So for this year’s 500, I decided to request credentials for the 500 as well.  It didn’t quite work out like I imagined it might.  No Silver Badge to get on pit road, just the bronze I would have purchased anyway.  I also was granted access to the media centre and buffet.  Eating at the buffet means no track tenderloin so that privilege is a mixed bag.  Frankly at the Iowa media centre, I could not have felt more out of place.  An interloper in a place I did not belong.  I could just see the thought bubble from Curt Cavin as he stared at us “Who the hell are they?”
But today after taking a day of PTO, sleeping off the two nights of hotel induced lack of sleep and the sinus cold I get everytime I fly, I headed to the speedway and I used my credential to get into the media centre.  I took the elevator up to the fourth floor and the massive media room.  The place was perhaps 10% filled, Kevin Lee was voicing over track updates at his desk, Robin Miller was wandering around calling out other old timers.  I sat next to Paul Dalbey and James Black, familiar faces from the blogging ranks.   I didn’t do much, just watched lap times update on the screen above.

####################

• _TASKS FOR THIS EXERCISE_
a) In the blog post about race credentials, which floor of the speedway building held the media room?
b) Reproduce the section of the blog post about race credentials that begins with the words containing "But today after" and ends with "the screen above.".
The data that comes next is separate material and unrelated to the text.

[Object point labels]
####################

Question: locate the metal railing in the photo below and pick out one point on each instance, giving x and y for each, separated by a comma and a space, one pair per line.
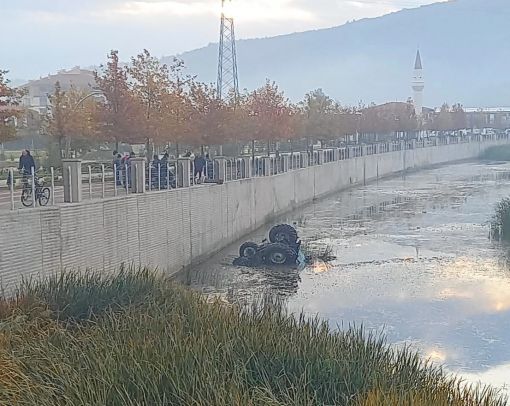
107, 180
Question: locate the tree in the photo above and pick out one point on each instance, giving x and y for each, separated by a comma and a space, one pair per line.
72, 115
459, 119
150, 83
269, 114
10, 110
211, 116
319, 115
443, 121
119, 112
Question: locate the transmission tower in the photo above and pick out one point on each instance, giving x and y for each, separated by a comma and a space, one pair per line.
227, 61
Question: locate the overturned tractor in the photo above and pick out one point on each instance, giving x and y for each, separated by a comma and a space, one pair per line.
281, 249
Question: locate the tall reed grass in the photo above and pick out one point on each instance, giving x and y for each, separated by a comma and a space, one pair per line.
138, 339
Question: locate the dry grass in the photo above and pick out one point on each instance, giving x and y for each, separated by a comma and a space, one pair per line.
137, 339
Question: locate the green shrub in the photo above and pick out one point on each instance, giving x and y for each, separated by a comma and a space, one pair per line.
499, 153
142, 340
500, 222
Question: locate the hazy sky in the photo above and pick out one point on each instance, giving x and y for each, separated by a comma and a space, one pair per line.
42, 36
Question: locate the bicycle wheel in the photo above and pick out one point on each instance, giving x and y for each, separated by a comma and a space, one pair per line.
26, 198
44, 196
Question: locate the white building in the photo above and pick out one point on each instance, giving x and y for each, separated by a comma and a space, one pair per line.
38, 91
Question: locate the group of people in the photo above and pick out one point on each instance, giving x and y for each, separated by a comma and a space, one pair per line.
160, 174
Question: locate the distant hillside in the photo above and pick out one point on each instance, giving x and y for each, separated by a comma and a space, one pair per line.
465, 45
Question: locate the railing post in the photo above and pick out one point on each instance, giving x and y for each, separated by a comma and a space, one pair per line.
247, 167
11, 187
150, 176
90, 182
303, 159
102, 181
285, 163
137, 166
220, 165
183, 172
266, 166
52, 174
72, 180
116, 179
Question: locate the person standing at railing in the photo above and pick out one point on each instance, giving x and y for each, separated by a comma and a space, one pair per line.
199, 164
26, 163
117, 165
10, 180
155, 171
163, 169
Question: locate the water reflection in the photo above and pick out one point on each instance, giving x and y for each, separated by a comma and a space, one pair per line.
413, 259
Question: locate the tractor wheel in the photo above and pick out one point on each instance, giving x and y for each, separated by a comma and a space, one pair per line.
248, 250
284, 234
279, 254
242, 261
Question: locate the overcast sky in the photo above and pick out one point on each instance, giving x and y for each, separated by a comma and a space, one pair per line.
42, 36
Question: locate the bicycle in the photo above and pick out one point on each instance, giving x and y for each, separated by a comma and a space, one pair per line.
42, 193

####################

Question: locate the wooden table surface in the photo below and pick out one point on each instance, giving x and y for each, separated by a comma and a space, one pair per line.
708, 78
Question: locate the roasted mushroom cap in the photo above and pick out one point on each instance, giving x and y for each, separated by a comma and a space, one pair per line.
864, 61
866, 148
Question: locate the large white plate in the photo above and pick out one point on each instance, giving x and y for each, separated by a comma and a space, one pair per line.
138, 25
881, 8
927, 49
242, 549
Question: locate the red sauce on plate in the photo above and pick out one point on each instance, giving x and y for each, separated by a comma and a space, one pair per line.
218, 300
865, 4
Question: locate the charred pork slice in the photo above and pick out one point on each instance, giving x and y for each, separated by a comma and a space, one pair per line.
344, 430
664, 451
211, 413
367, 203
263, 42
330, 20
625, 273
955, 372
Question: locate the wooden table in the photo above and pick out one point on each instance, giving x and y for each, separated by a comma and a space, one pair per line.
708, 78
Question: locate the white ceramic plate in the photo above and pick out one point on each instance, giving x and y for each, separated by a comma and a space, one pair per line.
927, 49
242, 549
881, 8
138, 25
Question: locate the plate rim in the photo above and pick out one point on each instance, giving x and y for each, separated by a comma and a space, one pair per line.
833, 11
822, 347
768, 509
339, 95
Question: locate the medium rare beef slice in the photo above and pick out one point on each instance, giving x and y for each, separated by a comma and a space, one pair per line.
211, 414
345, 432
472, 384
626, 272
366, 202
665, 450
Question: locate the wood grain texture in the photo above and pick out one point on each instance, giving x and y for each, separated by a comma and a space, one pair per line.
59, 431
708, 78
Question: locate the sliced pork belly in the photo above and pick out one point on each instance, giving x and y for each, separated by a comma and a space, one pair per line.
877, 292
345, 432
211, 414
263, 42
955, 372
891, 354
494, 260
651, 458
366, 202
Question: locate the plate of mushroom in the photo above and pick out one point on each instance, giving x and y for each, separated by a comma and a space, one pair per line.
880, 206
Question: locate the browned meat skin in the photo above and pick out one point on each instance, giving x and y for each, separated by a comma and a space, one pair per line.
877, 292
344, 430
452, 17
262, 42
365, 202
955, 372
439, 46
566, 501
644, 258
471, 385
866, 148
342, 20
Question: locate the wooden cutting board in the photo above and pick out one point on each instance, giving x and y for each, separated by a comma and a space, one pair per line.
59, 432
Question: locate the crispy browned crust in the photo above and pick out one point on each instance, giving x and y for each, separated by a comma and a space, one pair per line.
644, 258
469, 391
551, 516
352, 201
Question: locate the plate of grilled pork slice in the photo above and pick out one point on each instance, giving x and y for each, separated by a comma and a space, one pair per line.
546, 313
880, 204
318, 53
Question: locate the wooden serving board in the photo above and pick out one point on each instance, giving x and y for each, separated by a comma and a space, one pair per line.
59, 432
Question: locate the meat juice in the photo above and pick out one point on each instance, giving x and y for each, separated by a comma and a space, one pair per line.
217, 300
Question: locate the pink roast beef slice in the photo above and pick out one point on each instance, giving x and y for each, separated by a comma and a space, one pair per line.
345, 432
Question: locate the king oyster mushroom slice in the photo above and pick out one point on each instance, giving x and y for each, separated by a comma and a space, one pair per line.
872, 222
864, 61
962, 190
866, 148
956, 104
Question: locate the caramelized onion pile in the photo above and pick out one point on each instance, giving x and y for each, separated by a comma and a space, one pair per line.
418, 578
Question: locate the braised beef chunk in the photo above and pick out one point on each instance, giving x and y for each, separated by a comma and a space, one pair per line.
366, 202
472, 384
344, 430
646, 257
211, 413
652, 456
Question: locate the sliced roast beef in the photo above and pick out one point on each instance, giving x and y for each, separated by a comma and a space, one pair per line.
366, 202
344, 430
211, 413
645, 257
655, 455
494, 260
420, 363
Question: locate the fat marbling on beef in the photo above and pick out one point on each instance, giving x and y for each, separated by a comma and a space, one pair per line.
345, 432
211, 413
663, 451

####################

• _SOLUTIONS TO EACH TASK_
a) The fourth floor.

b)
But today after taking a day of PTO, sleeping off the two nights of hotel induced lack of sleep and the sinus cold I get everytime I fly, I headed to the speedway and I used my credential to get into the media centre.  I took the elevator up to the fourth floor and the massive media room.  The place was perhaps 10% filled, Kevin Lee was voicing over track updates at his desk, Robin Miller was wandering around calling out other old timers.  I sat next to Paul Dalbey and James Black, familiar faces from the blogging ranks.   I didn’t do much, just watched lap times update on the screen above.